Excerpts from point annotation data
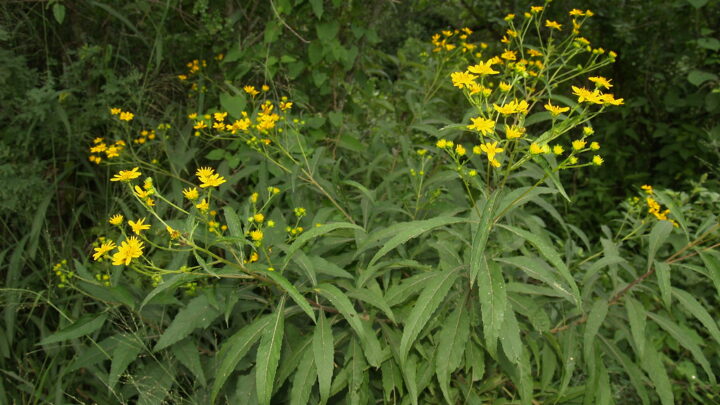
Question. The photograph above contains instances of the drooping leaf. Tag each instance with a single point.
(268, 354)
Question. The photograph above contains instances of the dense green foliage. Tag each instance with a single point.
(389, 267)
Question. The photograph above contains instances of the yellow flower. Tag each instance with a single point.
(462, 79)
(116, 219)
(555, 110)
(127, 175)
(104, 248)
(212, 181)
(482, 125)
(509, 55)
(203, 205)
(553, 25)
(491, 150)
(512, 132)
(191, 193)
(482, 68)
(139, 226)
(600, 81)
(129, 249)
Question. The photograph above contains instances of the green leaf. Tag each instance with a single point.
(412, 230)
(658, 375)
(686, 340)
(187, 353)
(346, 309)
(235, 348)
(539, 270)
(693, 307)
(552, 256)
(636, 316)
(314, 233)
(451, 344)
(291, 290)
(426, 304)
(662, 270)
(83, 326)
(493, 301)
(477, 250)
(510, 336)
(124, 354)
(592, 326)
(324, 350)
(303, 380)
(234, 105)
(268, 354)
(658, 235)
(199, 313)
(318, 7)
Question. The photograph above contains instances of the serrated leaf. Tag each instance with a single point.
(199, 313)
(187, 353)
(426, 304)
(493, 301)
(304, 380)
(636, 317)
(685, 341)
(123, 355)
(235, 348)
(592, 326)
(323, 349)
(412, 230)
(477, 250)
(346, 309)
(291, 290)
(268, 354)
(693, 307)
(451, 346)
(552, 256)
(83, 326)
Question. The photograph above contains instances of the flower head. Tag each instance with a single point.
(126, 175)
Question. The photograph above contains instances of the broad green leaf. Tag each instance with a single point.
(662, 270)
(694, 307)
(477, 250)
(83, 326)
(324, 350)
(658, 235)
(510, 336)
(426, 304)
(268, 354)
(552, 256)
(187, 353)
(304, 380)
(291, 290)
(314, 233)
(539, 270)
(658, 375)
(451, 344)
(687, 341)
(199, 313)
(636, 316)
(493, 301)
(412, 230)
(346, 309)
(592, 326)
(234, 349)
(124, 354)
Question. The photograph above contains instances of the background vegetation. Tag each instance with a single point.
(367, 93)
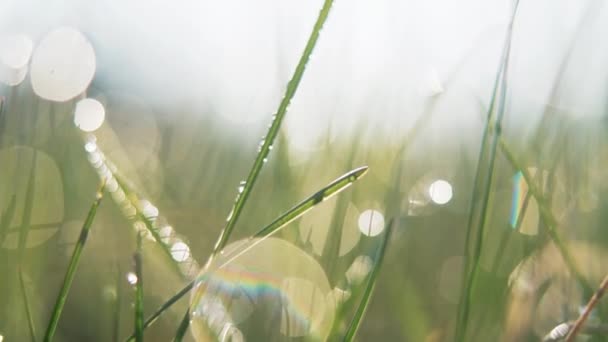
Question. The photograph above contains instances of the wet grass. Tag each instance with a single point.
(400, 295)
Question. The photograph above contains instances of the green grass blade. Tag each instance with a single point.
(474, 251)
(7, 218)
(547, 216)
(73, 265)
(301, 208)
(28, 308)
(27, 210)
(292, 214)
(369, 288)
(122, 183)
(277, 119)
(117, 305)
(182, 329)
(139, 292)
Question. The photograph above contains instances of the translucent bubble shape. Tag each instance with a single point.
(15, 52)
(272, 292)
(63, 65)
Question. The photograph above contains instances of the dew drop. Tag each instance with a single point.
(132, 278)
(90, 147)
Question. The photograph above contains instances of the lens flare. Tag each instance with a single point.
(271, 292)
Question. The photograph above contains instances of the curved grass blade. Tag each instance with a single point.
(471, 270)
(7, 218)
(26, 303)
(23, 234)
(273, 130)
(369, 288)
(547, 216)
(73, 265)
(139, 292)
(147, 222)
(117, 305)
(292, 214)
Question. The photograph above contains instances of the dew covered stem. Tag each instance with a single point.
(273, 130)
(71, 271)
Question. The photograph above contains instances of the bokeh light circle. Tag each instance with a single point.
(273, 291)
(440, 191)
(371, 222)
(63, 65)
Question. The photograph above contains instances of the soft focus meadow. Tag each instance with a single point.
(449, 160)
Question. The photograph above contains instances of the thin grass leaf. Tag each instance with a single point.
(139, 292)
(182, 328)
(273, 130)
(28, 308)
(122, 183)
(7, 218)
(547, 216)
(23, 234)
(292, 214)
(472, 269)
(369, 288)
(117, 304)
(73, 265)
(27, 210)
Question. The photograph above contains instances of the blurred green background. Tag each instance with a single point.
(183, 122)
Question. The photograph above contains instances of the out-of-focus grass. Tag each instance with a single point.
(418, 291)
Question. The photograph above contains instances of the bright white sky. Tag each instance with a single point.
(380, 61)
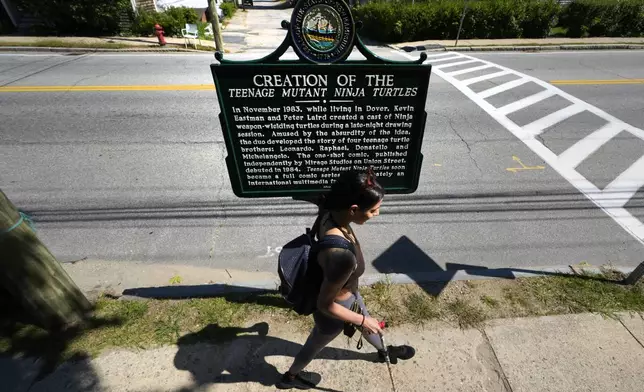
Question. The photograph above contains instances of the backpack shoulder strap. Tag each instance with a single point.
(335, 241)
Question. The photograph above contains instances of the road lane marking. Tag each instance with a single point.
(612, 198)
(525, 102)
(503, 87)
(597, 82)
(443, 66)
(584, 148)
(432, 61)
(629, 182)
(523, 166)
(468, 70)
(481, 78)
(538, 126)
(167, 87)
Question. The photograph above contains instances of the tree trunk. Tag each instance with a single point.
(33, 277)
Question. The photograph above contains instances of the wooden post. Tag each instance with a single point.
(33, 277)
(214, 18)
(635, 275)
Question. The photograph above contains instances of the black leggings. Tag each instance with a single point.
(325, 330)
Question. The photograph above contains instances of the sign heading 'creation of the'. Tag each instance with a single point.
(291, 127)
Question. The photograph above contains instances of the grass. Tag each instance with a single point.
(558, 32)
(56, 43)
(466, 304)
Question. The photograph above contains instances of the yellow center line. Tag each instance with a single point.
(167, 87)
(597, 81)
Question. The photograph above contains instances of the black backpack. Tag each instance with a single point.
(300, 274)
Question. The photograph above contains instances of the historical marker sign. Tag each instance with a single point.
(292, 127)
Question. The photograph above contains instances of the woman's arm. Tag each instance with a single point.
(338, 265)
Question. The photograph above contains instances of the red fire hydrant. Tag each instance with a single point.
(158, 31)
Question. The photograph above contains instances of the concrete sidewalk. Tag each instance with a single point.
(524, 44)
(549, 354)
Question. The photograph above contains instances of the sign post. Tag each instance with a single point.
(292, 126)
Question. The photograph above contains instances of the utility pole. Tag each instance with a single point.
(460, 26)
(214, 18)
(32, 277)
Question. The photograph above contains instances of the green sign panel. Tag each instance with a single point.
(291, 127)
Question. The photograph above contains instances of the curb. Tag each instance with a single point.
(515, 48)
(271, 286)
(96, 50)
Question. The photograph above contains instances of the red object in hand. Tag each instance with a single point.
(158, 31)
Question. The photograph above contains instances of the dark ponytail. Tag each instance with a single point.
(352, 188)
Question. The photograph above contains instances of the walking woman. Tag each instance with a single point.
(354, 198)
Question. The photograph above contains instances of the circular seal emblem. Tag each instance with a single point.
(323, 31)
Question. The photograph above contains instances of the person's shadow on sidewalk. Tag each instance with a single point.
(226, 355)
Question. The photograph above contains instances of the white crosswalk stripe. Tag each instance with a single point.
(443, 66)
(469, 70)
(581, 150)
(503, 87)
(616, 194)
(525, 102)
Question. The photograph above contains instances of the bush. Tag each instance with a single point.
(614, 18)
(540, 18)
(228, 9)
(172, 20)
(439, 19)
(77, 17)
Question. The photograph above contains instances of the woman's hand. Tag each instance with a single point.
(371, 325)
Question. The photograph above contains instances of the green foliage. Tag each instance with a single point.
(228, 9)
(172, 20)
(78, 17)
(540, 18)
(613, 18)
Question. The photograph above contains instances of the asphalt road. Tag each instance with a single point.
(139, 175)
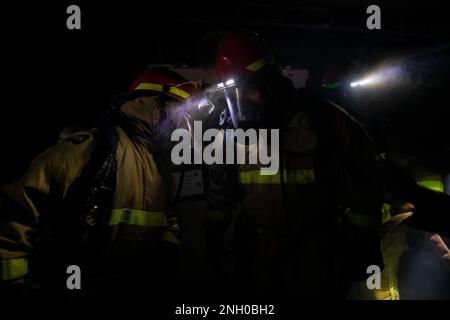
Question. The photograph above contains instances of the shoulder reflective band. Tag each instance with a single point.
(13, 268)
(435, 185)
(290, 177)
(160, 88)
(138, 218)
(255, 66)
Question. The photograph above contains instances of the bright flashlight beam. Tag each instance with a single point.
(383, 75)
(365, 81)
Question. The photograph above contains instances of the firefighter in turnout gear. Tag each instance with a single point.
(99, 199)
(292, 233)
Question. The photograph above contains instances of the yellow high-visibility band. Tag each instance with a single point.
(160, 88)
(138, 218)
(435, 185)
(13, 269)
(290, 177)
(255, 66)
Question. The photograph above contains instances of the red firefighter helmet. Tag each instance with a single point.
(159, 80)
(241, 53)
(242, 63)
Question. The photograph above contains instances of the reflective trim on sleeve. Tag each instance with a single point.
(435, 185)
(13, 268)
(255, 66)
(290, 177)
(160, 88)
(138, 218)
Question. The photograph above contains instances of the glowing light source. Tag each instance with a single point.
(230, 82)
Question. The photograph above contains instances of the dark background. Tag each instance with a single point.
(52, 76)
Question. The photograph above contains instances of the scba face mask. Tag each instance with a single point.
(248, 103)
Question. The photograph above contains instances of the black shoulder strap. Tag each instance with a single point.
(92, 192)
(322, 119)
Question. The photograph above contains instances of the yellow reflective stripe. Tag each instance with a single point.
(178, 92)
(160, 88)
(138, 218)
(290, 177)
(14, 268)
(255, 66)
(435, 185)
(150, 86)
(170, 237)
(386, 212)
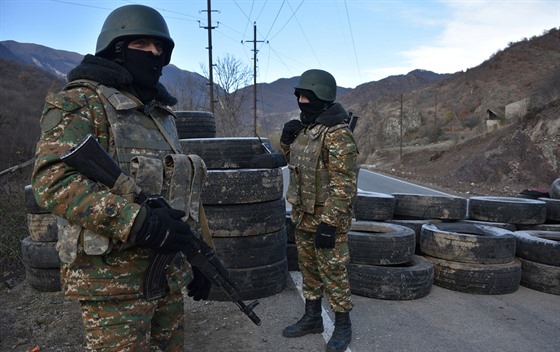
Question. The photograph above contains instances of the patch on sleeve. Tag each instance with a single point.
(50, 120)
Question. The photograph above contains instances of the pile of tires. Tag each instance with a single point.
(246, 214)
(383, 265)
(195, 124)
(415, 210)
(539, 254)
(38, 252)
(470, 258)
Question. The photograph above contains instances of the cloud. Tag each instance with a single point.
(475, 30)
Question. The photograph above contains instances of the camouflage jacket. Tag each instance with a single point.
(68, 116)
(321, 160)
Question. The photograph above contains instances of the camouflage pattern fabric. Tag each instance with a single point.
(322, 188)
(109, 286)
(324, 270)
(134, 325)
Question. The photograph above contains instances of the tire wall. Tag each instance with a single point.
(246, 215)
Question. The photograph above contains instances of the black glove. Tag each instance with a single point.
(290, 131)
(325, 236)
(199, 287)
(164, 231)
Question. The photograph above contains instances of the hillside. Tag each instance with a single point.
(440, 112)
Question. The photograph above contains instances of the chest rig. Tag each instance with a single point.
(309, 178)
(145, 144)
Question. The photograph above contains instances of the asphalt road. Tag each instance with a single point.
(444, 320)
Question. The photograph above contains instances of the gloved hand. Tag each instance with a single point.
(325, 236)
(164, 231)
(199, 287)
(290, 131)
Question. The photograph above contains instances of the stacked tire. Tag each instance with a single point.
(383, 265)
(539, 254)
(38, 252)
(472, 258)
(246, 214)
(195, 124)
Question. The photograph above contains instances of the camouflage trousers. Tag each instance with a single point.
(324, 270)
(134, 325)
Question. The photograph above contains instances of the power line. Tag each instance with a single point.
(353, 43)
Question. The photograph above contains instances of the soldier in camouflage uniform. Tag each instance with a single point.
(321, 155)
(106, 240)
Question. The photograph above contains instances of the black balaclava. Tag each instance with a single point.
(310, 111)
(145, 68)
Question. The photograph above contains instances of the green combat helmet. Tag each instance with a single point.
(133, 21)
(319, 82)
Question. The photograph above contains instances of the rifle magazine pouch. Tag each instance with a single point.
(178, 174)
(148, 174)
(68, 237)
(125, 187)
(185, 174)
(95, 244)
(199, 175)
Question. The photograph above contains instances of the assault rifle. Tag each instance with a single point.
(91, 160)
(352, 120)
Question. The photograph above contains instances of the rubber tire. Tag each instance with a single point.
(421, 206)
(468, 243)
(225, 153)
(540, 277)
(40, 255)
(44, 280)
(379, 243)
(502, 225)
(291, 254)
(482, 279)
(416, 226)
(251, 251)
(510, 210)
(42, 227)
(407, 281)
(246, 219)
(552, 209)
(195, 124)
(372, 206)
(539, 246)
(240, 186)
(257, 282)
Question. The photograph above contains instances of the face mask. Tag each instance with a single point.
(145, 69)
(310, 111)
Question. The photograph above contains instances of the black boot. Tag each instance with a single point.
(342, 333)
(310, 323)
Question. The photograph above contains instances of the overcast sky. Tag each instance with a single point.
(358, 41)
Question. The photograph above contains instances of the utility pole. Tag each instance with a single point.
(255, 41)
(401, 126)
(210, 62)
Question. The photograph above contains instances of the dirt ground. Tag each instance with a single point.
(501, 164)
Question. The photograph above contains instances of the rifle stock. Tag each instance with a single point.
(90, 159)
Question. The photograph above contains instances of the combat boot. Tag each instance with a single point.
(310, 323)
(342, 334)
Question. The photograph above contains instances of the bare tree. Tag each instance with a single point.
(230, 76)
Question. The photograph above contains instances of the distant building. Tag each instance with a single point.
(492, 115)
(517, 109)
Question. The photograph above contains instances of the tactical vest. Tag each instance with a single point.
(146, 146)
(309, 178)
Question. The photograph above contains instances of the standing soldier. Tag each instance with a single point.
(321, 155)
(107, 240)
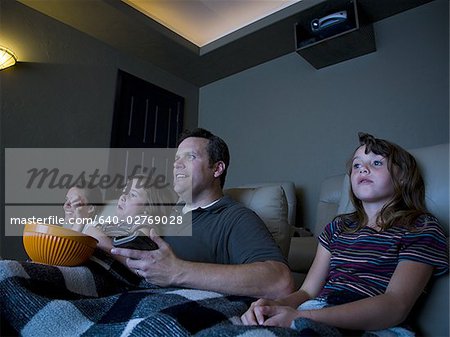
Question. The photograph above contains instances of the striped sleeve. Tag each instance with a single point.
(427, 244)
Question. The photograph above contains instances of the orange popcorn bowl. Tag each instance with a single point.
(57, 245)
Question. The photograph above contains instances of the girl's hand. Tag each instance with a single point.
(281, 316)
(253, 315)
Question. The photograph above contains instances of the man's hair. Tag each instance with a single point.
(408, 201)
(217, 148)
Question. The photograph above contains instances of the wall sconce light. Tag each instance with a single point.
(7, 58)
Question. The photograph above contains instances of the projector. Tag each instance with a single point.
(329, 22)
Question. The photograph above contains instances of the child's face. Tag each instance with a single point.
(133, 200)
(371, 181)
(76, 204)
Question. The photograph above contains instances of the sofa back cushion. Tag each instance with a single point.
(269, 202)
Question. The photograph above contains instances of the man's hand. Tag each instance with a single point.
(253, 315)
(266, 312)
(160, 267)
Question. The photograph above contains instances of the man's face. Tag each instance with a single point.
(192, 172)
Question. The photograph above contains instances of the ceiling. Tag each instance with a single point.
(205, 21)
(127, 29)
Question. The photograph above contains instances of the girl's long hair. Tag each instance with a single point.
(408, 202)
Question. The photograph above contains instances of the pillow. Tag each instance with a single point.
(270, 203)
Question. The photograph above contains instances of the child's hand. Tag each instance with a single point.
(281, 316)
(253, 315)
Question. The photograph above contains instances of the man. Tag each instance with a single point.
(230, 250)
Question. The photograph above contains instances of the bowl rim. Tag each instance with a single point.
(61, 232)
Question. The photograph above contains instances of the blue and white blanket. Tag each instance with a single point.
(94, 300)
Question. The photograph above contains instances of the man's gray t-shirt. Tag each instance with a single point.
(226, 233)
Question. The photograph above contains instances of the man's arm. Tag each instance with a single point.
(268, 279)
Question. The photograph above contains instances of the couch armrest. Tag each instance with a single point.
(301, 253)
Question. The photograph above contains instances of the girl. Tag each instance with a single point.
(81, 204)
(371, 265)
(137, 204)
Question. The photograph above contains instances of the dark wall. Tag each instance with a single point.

# [Problem]
Take the line with "the girl's long" and all lines after it to the last line, and reproduce them exactly.

# [Correct response]
Question. The photograph above contains instances of the girl's long hair. Tag each instance with a single point.
(408, 202)
Question. The photograph above contains instances of the pillow. Tag each instance with a single point.
(270, 203)
Question. The photograph above contains instances of the child's hand. Tag each instance with a single point.
(281, 316)
(253, 315)
Question. The photograph above contains instances of the man. Tag each instance with a single point.
(230, 250)
Question. The photograph above contains instances of the bowl rim. Tag each instance with a single point.
(61, 232)
Question. The photograph above contains instances of the blue and white blanket. Tag each instance with a single point.
(94, 300)
Question. The photograph above contains instances of the man's gray t-shirt. Tag each instance with a single point.
(226, 233)
Question. The photograph above contains instances of the man's arm. Tag each instance with a single point.
(268, 279)
Question. The photograph above contains instances of the couch armrest. Tag each instance with a single point.
(301, 253)
Question. The photograph above contains instances of the girl. Tag each instance with a single point.
(81, 204)
(371, 265)
(137, 204)
Question. The photograph above contains instances of the dark wall. Tag each instance with a single point.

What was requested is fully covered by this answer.